Write out the records once more, exactly as given.

## Records from a collection:
┄┄┄┄┄┄┄┄┄┄

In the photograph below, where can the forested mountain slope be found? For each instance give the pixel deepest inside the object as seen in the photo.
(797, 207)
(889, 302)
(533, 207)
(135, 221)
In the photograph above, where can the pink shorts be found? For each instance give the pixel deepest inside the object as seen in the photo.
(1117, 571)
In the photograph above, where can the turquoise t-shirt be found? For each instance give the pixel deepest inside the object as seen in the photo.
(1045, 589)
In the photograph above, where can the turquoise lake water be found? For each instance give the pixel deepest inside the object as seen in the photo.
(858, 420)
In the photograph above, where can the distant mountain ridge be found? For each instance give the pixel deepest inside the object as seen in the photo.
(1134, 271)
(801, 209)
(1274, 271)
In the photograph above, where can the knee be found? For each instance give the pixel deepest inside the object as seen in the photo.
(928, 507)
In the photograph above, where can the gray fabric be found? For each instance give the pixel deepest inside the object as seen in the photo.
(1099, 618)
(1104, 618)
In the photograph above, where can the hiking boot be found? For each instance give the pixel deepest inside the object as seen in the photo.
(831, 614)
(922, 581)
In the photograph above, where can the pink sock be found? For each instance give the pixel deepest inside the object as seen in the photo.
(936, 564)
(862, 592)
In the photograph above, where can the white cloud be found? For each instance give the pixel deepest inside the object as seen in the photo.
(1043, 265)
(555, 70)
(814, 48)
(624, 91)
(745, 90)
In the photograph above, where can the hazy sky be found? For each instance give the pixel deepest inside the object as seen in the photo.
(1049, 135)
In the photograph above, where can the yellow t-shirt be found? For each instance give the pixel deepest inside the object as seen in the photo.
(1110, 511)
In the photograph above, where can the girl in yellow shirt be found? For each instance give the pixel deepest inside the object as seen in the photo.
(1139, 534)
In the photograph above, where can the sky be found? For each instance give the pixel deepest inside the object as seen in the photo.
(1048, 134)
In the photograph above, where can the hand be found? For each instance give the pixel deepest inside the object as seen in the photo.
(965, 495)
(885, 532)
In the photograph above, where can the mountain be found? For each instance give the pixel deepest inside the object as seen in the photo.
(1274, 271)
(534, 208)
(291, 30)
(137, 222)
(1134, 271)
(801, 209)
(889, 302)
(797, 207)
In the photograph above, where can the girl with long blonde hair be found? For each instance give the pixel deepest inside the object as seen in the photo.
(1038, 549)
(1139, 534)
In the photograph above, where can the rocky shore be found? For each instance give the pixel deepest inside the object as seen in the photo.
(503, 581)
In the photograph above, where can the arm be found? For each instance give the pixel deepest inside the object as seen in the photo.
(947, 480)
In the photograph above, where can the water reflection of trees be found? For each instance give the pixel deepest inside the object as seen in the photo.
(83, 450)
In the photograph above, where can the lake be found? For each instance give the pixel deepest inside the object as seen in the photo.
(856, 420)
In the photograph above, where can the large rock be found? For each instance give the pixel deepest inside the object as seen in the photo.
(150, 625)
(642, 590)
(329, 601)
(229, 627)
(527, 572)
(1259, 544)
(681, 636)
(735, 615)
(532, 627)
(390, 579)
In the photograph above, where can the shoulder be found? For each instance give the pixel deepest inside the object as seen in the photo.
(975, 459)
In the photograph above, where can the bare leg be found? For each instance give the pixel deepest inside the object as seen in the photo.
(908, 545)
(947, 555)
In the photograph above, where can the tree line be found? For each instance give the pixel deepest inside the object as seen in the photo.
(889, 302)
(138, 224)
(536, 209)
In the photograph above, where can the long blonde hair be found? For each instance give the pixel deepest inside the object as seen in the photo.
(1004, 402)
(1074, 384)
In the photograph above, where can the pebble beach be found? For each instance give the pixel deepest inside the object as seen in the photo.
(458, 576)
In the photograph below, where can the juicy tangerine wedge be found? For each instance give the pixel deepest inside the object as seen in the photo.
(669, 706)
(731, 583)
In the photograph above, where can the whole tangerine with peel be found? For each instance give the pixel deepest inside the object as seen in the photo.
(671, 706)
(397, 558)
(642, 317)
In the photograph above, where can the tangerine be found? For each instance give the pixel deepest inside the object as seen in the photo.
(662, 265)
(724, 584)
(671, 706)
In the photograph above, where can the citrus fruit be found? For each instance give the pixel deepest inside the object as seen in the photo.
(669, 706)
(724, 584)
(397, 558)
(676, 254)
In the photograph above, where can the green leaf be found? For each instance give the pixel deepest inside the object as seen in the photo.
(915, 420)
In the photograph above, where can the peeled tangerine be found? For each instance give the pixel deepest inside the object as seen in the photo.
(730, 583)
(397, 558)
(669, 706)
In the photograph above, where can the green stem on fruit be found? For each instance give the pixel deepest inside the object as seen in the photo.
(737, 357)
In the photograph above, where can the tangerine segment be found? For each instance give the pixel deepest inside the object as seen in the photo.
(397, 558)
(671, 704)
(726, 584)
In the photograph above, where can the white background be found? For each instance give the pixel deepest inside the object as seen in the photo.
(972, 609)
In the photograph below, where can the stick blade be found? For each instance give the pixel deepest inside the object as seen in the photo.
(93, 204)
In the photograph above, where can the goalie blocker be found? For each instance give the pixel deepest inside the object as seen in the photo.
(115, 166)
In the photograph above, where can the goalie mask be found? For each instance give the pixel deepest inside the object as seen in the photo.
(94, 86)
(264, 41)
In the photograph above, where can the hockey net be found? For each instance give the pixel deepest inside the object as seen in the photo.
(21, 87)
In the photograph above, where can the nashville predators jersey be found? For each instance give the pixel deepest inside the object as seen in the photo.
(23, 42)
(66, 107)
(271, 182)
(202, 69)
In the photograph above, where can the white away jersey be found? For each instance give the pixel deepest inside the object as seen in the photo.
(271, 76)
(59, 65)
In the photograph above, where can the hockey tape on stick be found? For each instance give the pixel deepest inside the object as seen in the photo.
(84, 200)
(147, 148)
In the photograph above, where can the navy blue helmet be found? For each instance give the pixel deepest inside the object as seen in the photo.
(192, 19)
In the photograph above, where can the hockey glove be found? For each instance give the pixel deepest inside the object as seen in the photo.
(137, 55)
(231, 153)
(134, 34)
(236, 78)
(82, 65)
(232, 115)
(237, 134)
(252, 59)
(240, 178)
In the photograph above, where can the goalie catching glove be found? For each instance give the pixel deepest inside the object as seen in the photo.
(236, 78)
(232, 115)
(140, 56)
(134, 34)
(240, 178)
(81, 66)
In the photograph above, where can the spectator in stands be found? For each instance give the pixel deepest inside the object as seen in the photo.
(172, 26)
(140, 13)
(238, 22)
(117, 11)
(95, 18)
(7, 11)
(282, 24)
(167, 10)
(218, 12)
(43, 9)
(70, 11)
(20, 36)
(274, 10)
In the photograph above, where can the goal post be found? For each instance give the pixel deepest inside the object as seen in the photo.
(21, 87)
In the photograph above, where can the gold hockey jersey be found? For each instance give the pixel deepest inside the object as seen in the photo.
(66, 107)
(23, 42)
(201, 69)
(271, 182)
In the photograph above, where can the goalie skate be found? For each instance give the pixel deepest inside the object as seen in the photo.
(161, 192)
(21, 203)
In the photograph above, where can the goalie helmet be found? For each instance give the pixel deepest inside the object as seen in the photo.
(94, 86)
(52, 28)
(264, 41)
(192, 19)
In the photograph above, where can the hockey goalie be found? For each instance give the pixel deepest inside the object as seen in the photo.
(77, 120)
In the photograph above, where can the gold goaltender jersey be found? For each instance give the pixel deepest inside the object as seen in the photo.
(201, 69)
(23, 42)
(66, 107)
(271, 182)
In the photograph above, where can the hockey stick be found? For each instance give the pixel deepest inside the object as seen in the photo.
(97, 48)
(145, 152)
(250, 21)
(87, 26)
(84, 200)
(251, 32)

┄┄┄┄┄┄┄┄┄┄

## Task result:
In the photograph below, where can the forested mountain slope be found? For each instance give the pixel deepest inside the object as seen in the photo.
(797, 207)
(889, 302)
(533, 207)
(135, 221)
In the photograph above, where can the pink shorts be found? For each instance give the pixel deepest inside the object as seen in the photo.
(1117, 571)
In the photograph above, where can the turquoise t-shirt be found? For each instance give the pixel deepest inside the object as seen in the photo.
(1045, 589)
In the photograph above, where can the turquoise lake water be found? For each instance give the pixel deepest inside the object as seen in the photo.
(858, 420)
In the photograph above, where can the distant mountain ridge be found? For each instance give the pixel deepest inside the object as seen in the photo.
(1134, 271)
(801, 209)
(1274, 271)
In the photograph above, where can the knee be found? For each instance give the pixel deepest inside the object as seen in the photo.
(928, 507)
In the photograph above, where can the gray fabric be found? For each instance give the pixel deepest inside the object as seen in the photo.
(1099, 618)
(1104, 618)
In the photograph above, where can the hiking boot be found? For each instance give the pixel deepest inside the object as seen in the photo.
(831, 614)
(922, 581)
In the photograph above, where can the pink sock be found? For each instance give the pixel deepest inside the object as seen in the photo.
(936, 564)
(862, 592)
In the photograph above, where can the white cloud be found? For each instance give the pixel deepest inside the object as seen in the photo.
(1043, 265)
(555, 70)
(814, 48)
(624, 91)
(745, 90)
In the photograph above, where can the hazy sky be found? For each instance give the pixel deepest inside the object as seen in the photo.
(1049, 135)
In the photograph above, where can the yellow t-shirt be found? For each instance give the pixel deepest inside the object as seen in the photo.
(1110, 511)
In the photograph above, where can the girl in yellow shirt be found? For each instance give the pixel deepest inside the object as seen in the photo.
(1139, 534)
In the photograph above, where can the sky be found? For each instance give the pixel deepest inside the object as seen in the photo.
(1048, 134)
In the photograph above, where can the hand be found? For each instance give the pixel deepest inside the object as seen in the photo.
(965, 495)
(885, 532)
In the photograph above, where can the mountain be found? For each instance give the pixel deepest inside the object as seen in the photo.
(1274, 271)
(534, 208)
(291, 30)
(137, 222)
(1134, 271)
(801, 209)
(889, 302)
(797, 207)
In the photograph above, where can the girl with long blonde hair be found? For each instance give the pixel deepest inside the object as seen in the photo.
(1038, 549)
(1139, 534)
In the photograph above, where can the rocky shore be found? For each instance give the pixel deepest inside the object as seen in the photo.
(503, 581)
In the photograph above, where can the arm be found? For each instance give the pixel deepest inside the object as seen in the photo.
(947, 480)
In the photograph above, where can the water reflection of trees be found? For each instance give the pixel deepest inside the object as seen in the photo.
(83, 450)
In the photograph above, where can the lake be found? For each instance give the pixel deepest inside the object as seen in the photo.
(856, 420)
In the photograph above, where can the large rock be found? For each instance give the pixel deepest inside the object as seen in the photo.
(150, 625)
(642, 590)
(329, 601)
(229, 627)
(527, 572)
(1259, 544)
(681, 636)
(735, 615)
(532, 627)
(390, 579)
In the photograph above, where can the shoulder be found? For each instance give the pixel deepest inside the object as seen in the photo.
(975, 459)
In the photograph above, where can the bare leg be found? For each instance give the pixel deepest inside the object as seen in the photo.
(908, 545)
(947, 555)
In the photograph above, where can the tree line be found? For each instance give the pixel deepest inside the object as seen in the photo.
(889, 302)
(138, 224)
(536, 209)
In the photograph above, where can the long blonde hair be found? For each instance give the pixel deepest inside the object as seen in the photo.
(1004, 402)
(1074, 384)
In the photograph above, where can the pebble beach be found? For each instance give the pixel deepest inside the object as seen in the photo.
(458, 576)
In the photograph below, where can the juicy tangerine wedge be found? For each instance give the pixel deepest inside the object as seen in the photo.
(669, 706)
(731, 583)
In the photograph above, where can the whole tangerine with peel be found? For each instance give the pixel deepest inside the object as seen in the photo.
(671, 706)
(397, 558)
(642, 317)
In the photograph above, where can the tangerine be found? For each instance give the pixel deepest inside the object as seen in the photo.
(662, 265)
(724, 584)
(671, 706)
In the photograph above, where can the citrus fruit be found? For each instance give the pixel deepest inside the object as seen in the photo.
(669, 706)
(724, 584)
(397, 558)
(676, 254)
In the photograph above, where can the green leaf be found? For each instance give the pixel deepest inside the object as seen in the photo.
(915, 420)
In the photograph above, where can the peeled tangerine be found? For each instance give the pixel deepest inside the object as seen in the photo.
(730, 583)
(397, 558)
(669, 706)
In the photograph above, where can the green stem on fruit be found? For each instance give the pixel deepest inside the object as seen in the photo.
(737, 357)
In the photograph above, where can the tangerine segment be found? For each instance give the pixel deepest inside the object as seen in the photo.
(397, 558)
(671, 704)
(726, 584)
In the photograph above, where can the white background be found? For each instance give the pixel deepest inside the object as seen in the photo.
(972, 609)
In the photograph below, where can the stick blade be found? For each instance give the pixel deepest inside the object as seen in the photo.
(93, 204)
In the photograph above, where can the goalie blocker be found? For each instance give the pixel deepest inside the object as seen in the photo.
(115, 166)
In the photograph above, where can the goalie mask be found? For each instance give the pixel deepest inside the object as seen in the photo.
(94, 86)
(264, 41)
In the photograph above, where can the hockey net be found? For each instance give the pixel deepest inside the object as seen in the photo.
(21, 87)
In the photograph above, where can the nashville predators jersey be found? For each instance give the pixel deepest inside the object as seen in the photo.
(23, 42)
(66, 107)
(271, 182)
(202, 69)
In the photograph above, where can the white away jersey be found? For each instance give the pixel deepest inside the object as seen in the photo.
(271, 76)
(59, 65)
In the photograph above, where can the hockey tape on stick be found? For each instance give the pixel deepest inside the object as seen in the photo.
(84, 200)
(147, 148)
In the photograph above, where can the navy blue helmet be found? For each instance give the pixel deepest inside the object as seen in the photo.
(192, 19)
In the photograph above, where can the hockey glove be found? For each instance give the pixel deepest inside the object as seen in the photo.
(137, 55)
(231, 153)
(134, 34)
(236, 78)
(82, 65)
(232, 115)
(237, 134)
(252, 59)
(240, 178)
In the photograph above, where can the goalie catching glove be found? For each instance give the pixel deepest inside the object as seen in the photo.
(236, 78)
(232, 115)
(140, 56)
(134, 34)
(240, 178)
(81, 66)
In the photograph above, where can the spectator in stands be found? For each instance give the pixel deepest inside the object as seen in the photo.
(172, 26)
(140, 13)
(238, 22)
(117, 11)
(95, 18)
(7, 11)
(282, 24)
(167, 10)
(218, 12)
(43, 9)
(70, 11)
(20, 36)
(274, 10)
In the photograph above, where can the goal post be found? For each instance give the pixel deepest inside the object as seen in the photo.
(21, 87)
In the photograph above, where can the gold hockey jersey be found? For each instance give the pixel deepest inside the object as seen in the photo.
(66, 107)
(23, 42)
(201, 69)
(271, 182)
In the photograph above, where can the goalie skate be found? For each instance give the pixel deepest inside the object as seen in the photo.
(161, 192)
(21, 203)
In the photograph above, where can the goalie helmet be found? For each instance give the pixel deepest inside the object as seen in the photo.
(94, 86)
(52, 28)
(264, 41)
(192, 19)
In the photograph above, where can the hockey goalie be found? For each instance give the pixel deepest inside the object as seen in the photo.
(77, 120)
In the photograph above, where can the gold goaltender jersey be found? For each instance give the pixel deepest inside the object as seen in the photo.
(201, 69)
(23, 42)
(66, 107)
(271, 182)
In the photograph above, where can the hockey stick be found? For each instance give the pixel deepest inside the object as seen in the photo.
(97, 48)
(145, 152)
(250, 21)
(87, 26)
(84, 200)
(251, 32)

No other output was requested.